MATERIAL FOR THIS TASK:
<<<<

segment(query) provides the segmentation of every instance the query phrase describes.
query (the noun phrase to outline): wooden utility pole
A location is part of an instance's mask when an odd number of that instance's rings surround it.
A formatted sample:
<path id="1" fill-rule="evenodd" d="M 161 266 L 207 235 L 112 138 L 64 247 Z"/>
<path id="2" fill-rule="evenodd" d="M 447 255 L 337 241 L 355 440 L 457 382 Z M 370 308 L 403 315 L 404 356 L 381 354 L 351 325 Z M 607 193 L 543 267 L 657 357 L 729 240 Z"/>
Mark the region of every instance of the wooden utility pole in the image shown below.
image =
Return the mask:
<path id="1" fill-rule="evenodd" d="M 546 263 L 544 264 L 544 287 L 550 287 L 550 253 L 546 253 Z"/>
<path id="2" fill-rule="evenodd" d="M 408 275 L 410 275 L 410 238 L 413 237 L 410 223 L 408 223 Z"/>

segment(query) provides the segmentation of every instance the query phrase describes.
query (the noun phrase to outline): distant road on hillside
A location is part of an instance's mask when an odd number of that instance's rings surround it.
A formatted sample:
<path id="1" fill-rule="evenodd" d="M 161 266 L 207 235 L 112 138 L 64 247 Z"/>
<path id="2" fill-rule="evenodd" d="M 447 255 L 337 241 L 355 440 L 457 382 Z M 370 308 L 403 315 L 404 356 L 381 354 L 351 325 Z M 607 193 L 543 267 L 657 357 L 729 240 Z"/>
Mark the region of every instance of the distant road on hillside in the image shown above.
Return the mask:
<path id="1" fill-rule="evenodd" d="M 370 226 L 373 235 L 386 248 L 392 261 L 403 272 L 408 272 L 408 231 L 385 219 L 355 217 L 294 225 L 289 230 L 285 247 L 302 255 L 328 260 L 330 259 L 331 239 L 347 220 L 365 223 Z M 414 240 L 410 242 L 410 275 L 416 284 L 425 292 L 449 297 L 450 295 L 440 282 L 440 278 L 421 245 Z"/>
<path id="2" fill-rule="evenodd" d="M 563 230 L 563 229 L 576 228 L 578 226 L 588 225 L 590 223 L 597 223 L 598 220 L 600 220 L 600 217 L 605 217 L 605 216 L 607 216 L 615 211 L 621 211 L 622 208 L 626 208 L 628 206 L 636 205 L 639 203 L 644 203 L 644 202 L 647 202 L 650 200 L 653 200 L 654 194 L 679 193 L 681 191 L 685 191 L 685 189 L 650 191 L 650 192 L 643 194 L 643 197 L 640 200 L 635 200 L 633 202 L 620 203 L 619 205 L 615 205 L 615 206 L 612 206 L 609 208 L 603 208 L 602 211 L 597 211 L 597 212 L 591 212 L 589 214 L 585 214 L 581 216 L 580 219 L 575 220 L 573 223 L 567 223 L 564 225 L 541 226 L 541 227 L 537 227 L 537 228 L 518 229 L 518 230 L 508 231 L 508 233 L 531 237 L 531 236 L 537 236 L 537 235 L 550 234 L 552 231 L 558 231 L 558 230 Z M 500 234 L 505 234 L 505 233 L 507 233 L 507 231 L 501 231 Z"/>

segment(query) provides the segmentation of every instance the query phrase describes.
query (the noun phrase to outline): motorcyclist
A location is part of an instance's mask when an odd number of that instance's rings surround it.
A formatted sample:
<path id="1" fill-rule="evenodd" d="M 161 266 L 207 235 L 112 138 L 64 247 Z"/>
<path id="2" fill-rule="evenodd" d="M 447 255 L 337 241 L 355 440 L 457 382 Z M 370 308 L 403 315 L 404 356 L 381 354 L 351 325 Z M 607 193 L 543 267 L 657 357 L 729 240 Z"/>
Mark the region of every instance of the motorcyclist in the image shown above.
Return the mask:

>>>>

SET PROBLEM: Write out everything from the start of the records down to the line containing "408 275 L 410", including that line, reproducing each line exactly.

FINISHED ANSWER:
segment(query) provides the segmentation of every instance the query phrase describes.
query (the noun phrase to outline): wooden utility pole
A location is part of an instance's mask when an odd number of that instance's rings surround it.
A formatted sample:
<path id="1" fill-rule="evenodd" d="M 161 266 L 207 235 L 112 138 L 64 247 Z"/>
<path id="2" fill-rule="evenodd" d="M 447 255 L 337 241 L 355 440 L 457 382 Z M 370 308 L 403 315 L 404 356 L 381 354 L 351 325 Z M 607 193 L 543 267 L 657 357 L 729 240 Z"/>
Mark the region of every instance of the wooden utility pole in the image shown below.
image =
Return the mask:
<path id="1" fill-rule="evenodd" d="M 546 263 L 544 264 L 544 287 L 550 287 L 550 253 L 546 253 Z"/>
<path id="2" fill-rule="evenodd" d="M 408 275 L 410 275 L 410 238 L 413 237 L 410 223 L 408 223 Z"/>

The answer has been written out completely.